• [Point annotations for photos]
===
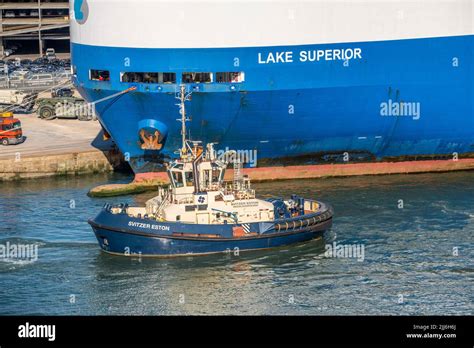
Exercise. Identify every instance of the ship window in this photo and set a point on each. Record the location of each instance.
(196, 77)
(99, 75)
(230, 77)
(148, 77)
(169, 78)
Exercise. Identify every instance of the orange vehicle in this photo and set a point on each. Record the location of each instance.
(10, 129)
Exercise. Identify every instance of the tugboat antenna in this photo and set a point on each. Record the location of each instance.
(182, 110)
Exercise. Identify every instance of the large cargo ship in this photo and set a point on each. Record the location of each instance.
(293, 80)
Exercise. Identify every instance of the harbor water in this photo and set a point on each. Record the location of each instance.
(411, 237)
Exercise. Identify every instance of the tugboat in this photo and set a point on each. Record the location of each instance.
(199, 213)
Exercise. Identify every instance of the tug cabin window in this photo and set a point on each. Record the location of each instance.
(148, 77)
(230, 77)
(196, 77)
(99, 75)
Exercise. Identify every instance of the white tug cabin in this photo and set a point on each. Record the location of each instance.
(198, 194)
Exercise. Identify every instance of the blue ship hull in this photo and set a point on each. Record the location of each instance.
(151, 238)
(292, 110)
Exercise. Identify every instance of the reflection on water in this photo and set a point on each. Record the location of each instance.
(408, 252)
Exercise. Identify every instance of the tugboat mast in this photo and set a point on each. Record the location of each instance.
(182, 110)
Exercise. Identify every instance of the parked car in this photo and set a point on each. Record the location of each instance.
(50, 54)
(62, 92)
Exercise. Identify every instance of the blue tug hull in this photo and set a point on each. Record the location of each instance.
(128, 236)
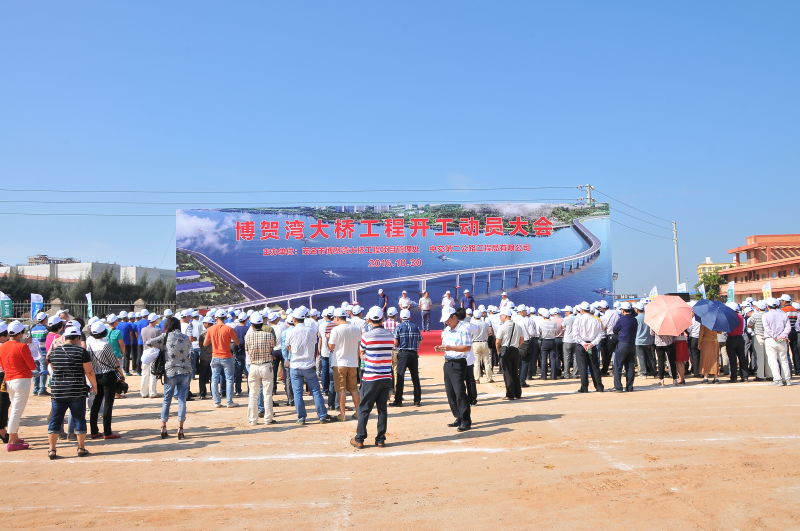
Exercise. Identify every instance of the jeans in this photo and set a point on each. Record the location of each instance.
(309, 377)
(40, 381)
(58, 408)
(624, 358)
(177, 385)
(410, 359)
(373, 394)
(259, 384)
(218, 366)
(426, 320)
(106, 383)
(325, 373)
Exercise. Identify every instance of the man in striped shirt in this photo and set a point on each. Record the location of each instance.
(376, 381)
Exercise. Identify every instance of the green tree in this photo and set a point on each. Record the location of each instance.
(712, 282)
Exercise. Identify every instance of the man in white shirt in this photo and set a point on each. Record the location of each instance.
(343, 344)
(588, 331)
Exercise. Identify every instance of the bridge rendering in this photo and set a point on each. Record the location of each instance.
(515, 273)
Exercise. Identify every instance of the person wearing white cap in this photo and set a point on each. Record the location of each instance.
(17, 363)
(72, 367)
(425, 305)
(219, 337)
(776, 341)
(588, 332)
(404, 302)
(407, 338)
(625, 351)
(259, 343)
(148, 386)
(302, 348)
(108, 371)
(376, 382)
(480, 345)
(447, 302)
(343, 341)
(509, 338)
(383, 300)
(756, 324)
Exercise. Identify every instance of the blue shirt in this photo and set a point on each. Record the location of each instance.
(408, 335)
(626, 329)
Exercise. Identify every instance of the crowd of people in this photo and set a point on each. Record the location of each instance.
(364, 354)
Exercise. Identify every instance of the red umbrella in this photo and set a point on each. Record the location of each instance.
(668, 315)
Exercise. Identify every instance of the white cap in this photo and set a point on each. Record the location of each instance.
(375, 314)
(72, 331)
(15, 327)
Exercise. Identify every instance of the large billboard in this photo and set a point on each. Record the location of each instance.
(541, 254)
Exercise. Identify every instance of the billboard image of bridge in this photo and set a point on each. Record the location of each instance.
(541, 254)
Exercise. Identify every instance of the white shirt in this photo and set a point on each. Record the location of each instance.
(458, 337)
(301, 343)
(345, 339)
(587, 329)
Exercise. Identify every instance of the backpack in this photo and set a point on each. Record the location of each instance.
(159, 366)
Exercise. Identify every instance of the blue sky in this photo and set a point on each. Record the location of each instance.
(686, 110)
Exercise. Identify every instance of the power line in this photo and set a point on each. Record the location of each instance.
(638, 230)
(297, 191)
(633, 207)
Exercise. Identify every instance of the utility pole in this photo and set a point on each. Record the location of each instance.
(677, 260)
(589, 199)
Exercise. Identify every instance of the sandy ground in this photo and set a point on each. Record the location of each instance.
(700, 457)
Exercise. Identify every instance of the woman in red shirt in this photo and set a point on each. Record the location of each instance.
(18, 365)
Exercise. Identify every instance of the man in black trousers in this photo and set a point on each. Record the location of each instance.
(456, 342)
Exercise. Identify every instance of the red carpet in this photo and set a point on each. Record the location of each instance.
(429, 340)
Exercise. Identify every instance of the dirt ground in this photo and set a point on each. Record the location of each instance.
(693, 457)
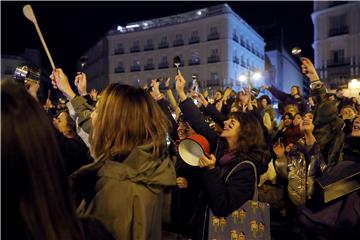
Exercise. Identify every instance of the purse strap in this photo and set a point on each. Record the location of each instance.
(255, 197)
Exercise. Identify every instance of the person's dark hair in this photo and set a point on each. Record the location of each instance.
(297, 89)
(127, 117)
(288, 115)
(219, 90)
(267, 99)
(70, 122)
(251, 138)
(37, 196)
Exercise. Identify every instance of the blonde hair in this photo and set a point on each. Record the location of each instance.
(127, 117)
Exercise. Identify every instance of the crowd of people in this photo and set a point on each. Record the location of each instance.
(104, 165)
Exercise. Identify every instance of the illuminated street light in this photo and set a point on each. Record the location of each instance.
(242, 78)
(354, 84)
(257, 75)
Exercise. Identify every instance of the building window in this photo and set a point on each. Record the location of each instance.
(242, 63)
(335, 3)
(163, 63)
(235, 58)
(242, 42)
(338, 58)
(135, 67)
(194, 37)
(214, 57)
(235, 36)
(119, 49)
(163, 43)
(179, 41)
(338, 25)
(214, 34)
(119, 68)
(214, 79)
(149, 65)
(195, 59)
(149, 45)
(135, 47)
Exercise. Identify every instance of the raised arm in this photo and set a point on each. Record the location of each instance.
(193, 115)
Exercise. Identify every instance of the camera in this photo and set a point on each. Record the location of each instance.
(24, 74)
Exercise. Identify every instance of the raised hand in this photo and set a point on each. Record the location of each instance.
(180, 86)
(279, 149)
(181, 182)
(308, 69)
(81, 83)
(60, 81)
(208, 163)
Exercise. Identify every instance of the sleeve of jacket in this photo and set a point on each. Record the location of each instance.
(278, 94)
(83, 110)
(164, 105)
(217, 116)
(197, 121)
(224, 198)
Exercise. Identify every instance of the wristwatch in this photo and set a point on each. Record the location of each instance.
(316, 84)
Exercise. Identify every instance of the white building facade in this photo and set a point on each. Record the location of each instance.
(337, 41)
(283, 72)
(214, 43)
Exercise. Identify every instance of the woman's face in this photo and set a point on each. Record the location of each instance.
(183, 130)
(287, 121)
(294, 91)
(309, 116)
(356, 127)
(263, 102)
(297, 119)
(218, 96)
(94, 114)
(231, 128)
(61, 123)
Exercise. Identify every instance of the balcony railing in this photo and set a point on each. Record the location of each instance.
(338, 62)
(235, 38)
(178, 42)
(194, 40)
(236, 60)
(194, 62)
(149, 66)
(135, 49)
(242, 43)
(135, 68)
(213, 36)
(335, 3)
(338, 31)
(119, 69)
(213, 82)
(149, 47)
(213, 59)
(163, 45)
(163, 65)
(119, 51)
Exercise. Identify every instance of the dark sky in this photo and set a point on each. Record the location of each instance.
(70, 28)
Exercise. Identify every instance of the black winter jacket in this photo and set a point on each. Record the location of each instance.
(221, 198)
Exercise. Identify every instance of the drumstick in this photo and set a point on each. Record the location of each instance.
(29, 14)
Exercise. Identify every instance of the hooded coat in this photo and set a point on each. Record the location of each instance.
(127, 196)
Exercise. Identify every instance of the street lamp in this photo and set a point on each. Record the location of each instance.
(256, 76)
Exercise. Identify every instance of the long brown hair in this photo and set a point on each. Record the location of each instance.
(127, 117)
(251, 137)
(37, 195)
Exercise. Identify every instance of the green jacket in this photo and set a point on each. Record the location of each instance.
(127, 196)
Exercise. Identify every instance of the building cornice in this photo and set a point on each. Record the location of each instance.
(332, 9)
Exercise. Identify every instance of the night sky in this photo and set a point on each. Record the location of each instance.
(70, 28)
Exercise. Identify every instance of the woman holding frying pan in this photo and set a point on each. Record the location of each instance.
(242, 139)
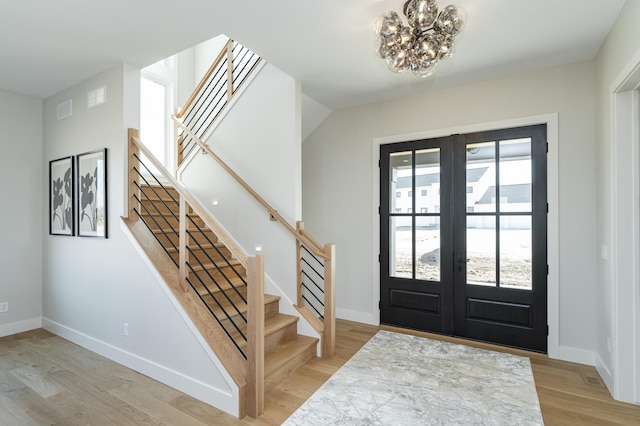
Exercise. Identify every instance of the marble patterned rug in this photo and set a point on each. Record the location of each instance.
(397, 379)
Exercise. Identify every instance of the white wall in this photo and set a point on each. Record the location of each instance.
(93, 286)
(21, 212)
(259, 139)
(616, 298)
(338, 177)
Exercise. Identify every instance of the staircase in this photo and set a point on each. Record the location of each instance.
(217, 284)
(221, 283)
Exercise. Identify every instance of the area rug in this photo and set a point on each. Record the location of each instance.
(397, 379)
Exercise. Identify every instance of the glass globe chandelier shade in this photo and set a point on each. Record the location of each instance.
(426, 40)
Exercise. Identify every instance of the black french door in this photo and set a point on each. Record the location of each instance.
(463, 236)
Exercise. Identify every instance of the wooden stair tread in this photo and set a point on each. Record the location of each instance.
(214, 266)
(206, 246)
(272, 324)
(242, 307)
(223, 285)
(280, 354)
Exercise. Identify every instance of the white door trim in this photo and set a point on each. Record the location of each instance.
(625, 231)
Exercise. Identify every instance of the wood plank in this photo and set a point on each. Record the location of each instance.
(153, 407)
(567, 392)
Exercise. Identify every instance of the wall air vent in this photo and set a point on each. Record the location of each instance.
(64, 110)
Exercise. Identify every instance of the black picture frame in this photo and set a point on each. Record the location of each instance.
(91, 194)
(61, 196)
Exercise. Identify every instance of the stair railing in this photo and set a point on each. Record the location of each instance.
(229, 71)
(315, 298)
(176, 233)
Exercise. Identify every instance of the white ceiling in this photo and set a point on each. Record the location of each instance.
(48, 46)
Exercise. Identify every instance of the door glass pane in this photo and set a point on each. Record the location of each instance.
(401, 175)
(427, 191)
(481, 177)
(515, 175)
(515, 252)
(428, 248)
(481, 250)
(400, 247)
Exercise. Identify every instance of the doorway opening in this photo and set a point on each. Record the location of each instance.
(463, 236)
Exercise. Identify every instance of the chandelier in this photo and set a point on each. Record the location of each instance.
(426, 40)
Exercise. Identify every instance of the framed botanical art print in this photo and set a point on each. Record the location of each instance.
(91, 182)
(61, 203)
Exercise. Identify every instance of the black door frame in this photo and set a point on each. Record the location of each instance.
(457, 143)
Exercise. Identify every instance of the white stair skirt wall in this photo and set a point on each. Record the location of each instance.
(93, 286)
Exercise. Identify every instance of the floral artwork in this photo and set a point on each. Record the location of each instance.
(61, 196)
(92, 198)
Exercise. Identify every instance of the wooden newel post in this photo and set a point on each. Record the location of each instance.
(132, 163)
(255, 336)
(329, 337)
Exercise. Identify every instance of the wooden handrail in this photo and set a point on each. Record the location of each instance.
(193, 203)
(312, 245)
(204, 80)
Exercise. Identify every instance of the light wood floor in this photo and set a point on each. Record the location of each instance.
(45, 379)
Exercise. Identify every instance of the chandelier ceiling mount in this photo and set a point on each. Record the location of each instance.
(420, 45)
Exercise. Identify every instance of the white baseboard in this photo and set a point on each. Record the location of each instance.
(357, 316)
(20, 326)
(221, 399)
(605, 373)
(580, 356)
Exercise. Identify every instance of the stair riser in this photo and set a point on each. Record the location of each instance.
(235, 295)
(236, 318)
(282, 335)
(275, 377)
(222, 277)
(172, 239)
(151, 207)
(210, 255)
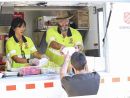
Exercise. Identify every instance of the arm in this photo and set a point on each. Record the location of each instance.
(63, 70)
(19, 60)
(37, 55)
(56, 45)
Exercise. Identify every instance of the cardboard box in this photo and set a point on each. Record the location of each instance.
(81, 18)
(45, 21)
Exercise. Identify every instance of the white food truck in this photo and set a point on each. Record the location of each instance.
(106, 36)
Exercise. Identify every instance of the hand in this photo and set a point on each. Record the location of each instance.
(61, 49)
(68, 50)
(34, 62)
(44, 56)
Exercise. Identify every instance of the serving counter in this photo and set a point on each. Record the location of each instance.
(34, 86)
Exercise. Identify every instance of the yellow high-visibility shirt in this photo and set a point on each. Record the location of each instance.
(53, 34)
(24, 51)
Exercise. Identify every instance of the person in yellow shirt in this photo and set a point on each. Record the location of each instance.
(61, 36)
(19, 48)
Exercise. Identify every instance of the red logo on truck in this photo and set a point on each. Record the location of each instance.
(127, 17)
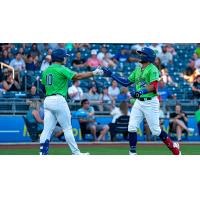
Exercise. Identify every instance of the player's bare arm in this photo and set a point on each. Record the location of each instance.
(121, 80)
(85, 75)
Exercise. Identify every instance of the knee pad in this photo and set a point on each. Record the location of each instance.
(44, 148)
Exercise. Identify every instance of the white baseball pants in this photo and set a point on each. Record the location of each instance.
(56, 110)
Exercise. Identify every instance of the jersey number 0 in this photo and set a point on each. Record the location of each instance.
(49, 79)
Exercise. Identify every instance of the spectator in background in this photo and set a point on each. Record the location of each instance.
(156, 47)
(167, 78)
(116, 113)
(158, 64)
(163, 92)
(114, 90)
(178, 122)
(124, 95)
(165, 56)
(78, 61)
(94, 96)
(93, 61)
(197, 117)
(138, 47)
(34, 51)
(43, 48)
(108, 62)
(196, 88)
(90, 121)
(102, 53)
(197, 50)
(75, 92)
(106, 99)
(122, 56)
(30, 65)
(38, 89)
(18, 62)
(5, 57)
(10, 84)
(45, 63)
(197, 61)
(190, 72)
(21, 50)
(170, 49)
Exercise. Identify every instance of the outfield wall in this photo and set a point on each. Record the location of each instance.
(13, 129)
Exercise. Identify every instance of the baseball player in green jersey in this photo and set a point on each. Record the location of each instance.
(146, 105)
(55, 79)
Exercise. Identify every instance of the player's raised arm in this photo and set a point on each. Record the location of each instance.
(121, 80)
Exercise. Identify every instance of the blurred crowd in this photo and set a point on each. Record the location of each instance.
(29, 60)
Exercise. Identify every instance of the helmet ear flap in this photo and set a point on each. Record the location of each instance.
(147, 55)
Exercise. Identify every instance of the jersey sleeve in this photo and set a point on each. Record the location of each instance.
(154, 75)
(131, 78)
(69, 74)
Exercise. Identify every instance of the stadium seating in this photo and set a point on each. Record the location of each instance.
(180, 60)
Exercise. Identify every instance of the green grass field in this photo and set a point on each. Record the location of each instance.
(99, 149)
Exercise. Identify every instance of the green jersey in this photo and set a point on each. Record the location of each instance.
(55, 79)
(143, 78)
(197, 116)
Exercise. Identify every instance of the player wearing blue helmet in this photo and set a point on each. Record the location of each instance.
(146, 105)
(55, 78)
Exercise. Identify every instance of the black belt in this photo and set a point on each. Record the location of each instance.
(144, 99)
(54, 95)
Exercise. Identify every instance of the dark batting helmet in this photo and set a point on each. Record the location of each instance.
(147, 55)
(58, 55)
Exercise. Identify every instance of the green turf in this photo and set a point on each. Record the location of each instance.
(112, 150)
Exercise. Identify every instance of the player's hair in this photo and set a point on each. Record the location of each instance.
(123, 106)
(83, 101)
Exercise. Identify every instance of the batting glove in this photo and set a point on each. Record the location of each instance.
(107, 71)
(98, 72)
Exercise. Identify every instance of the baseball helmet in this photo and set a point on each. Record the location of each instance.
(147, 55)
(58, 55)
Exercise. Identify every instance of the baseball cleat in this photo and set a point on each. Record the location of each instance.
(176, 145)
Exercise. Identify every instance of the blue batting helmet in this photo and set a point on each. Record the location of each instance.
(147, 55)
(58, 55)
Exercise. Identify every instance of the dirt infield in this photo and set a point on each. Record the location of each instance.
(62, 145)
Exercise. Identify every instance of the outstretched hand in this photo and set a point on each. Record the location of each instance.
(98, 72)
(107, 71)
(135, 94)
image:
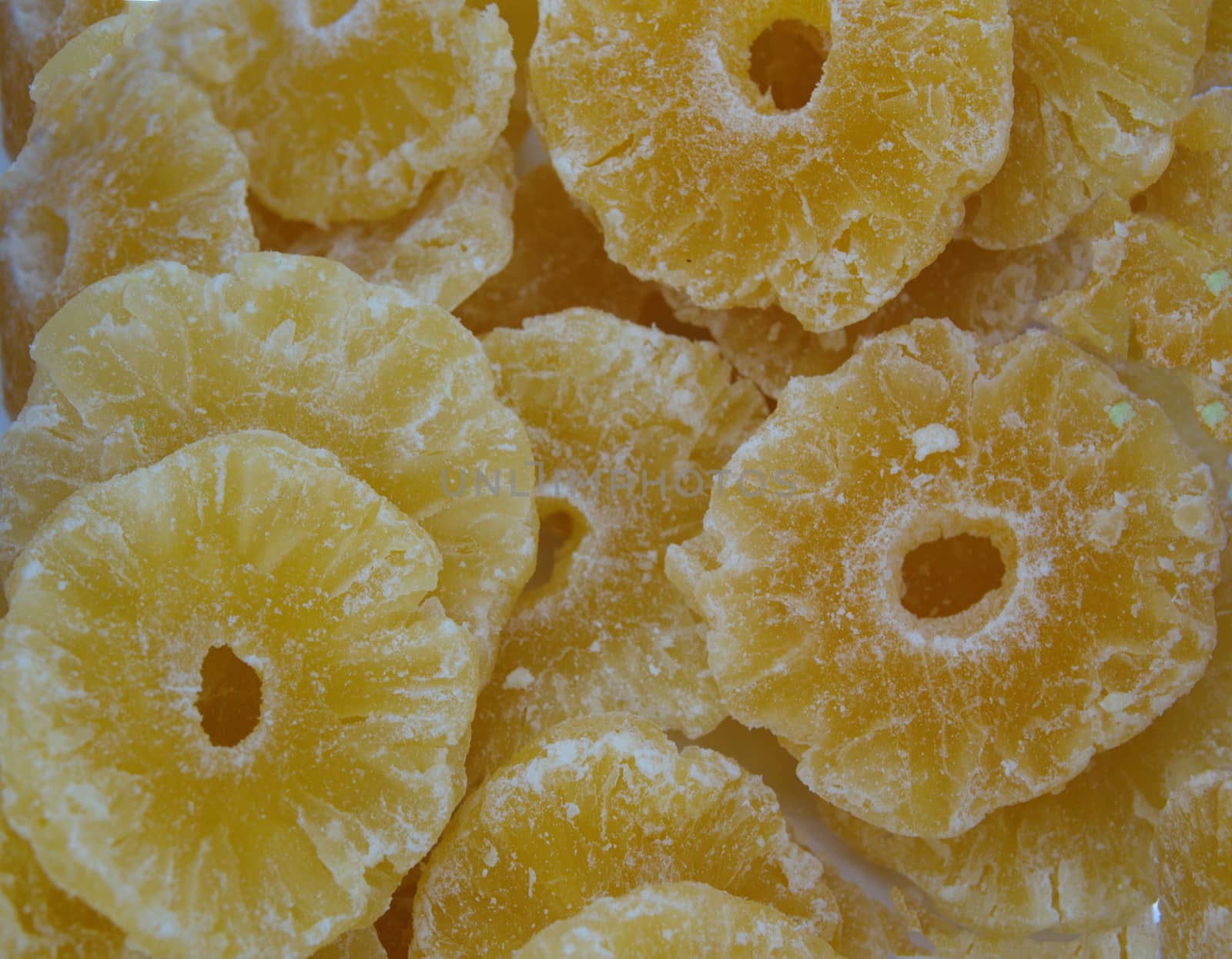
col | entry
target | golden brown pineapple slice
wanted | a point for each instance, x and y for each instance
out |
(346, 109)
(146, 363)
(626, 425)
(599, 807)
(708, 172)
(1195, 869)
(1087, 509)
(129, 166)
(1098, 89)
(673, 920)
(233, 716)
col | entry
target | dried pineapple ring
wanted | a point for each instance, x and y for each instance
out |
(599, 807)
(699, 179)
(1197, 189)
(131, 168)
(459, 234)
(233, 653)
(1195, 869)
(346, 110)
(30, 36)
(675, 920)
(148, 361)
(1078, 860)
(558, 263)
(626, 425)
(1096, 92)
(933, 544)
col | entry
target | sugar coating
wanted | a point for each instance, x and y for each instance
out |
(460, 233)
(1195, 869)
(514, 860)
(926, 725)
(1096, 92)
(129, 166)
(626, 425)
(300, 832)
(675, 920)
(700, 182)
(145, 363)
(346, 111)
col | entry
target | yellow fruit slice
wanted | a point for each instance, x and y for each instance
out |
(232, 714)
(30, 36)
(460, 233)
(1197, 189)
(911, 615)
(346, 110)
(626, 425)
(132, 166)
(675, 920)
(1195, 869)
(702, 182)
(558, 263)
(148, 361)
(1096, 92)
(601, 807)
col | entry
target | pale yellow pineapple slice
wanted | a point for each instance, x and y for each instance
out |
(601, 807)
(148, 361)
(232, 712)
(1195, 869)
(1090, 531)
(626, 425)
(710, 170)
(460, 233)
(346, 109)
(129, 166)
(673, 920)
(1098, 89)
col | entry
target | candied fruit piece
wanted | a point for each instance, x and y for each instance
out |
(599, 807)
(1197, 189)
(700, 180)
(1094, 616)
(233, 716)
(673, 920)
(142, 364)
(346, 110)
(1098, 89)
(459, 234)
(1076, 860)
(558, 263)
(1195, 869)
(628, 425)
(30, 36)
(132, 166)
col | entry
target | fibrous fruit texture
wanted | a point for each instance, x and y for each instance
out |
(1096, 92)
(628, 427)
(145, 363)
(129, 166)
(346, 109)
(714, 166)
(1195, 869)
(909, 616)
(673, 920)
(601, 807)
(233, 715)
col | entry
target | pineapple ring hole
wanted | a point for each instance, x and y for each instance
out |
(950, 575)
(229, 702)
(788, 61)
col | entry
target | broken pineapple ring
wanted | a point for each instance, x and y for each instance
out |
(758, 153)
(909, 618)
(228, 696)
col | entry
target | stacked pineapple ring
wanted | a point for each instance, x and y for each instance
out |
(268, 521)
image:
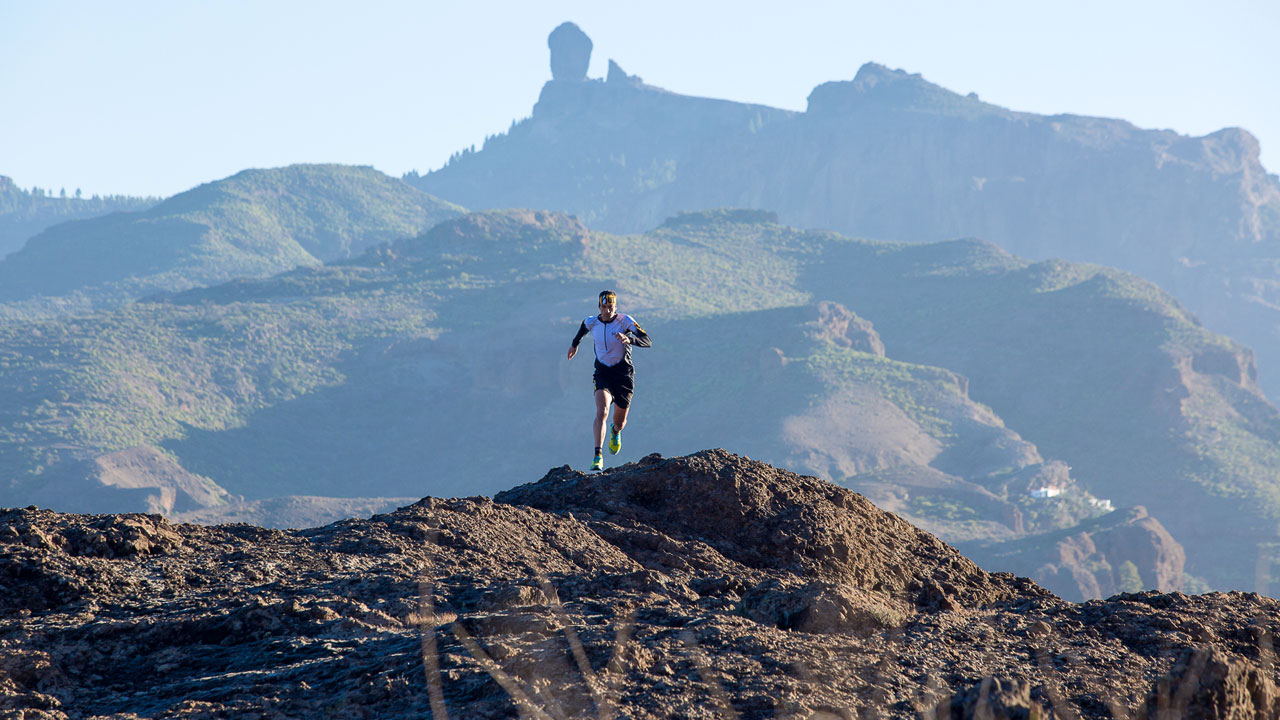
===
• [Exercise goal]
List every line of the data above that contains the string "pineapple".

• [Solution to the problem]
target | golden brown pineapple slice
target | dried pineapple ring
target | pale yellow pineapple slice
target | pineapple ring hole
target | broken pineapple ring
target | stacked pineapple ring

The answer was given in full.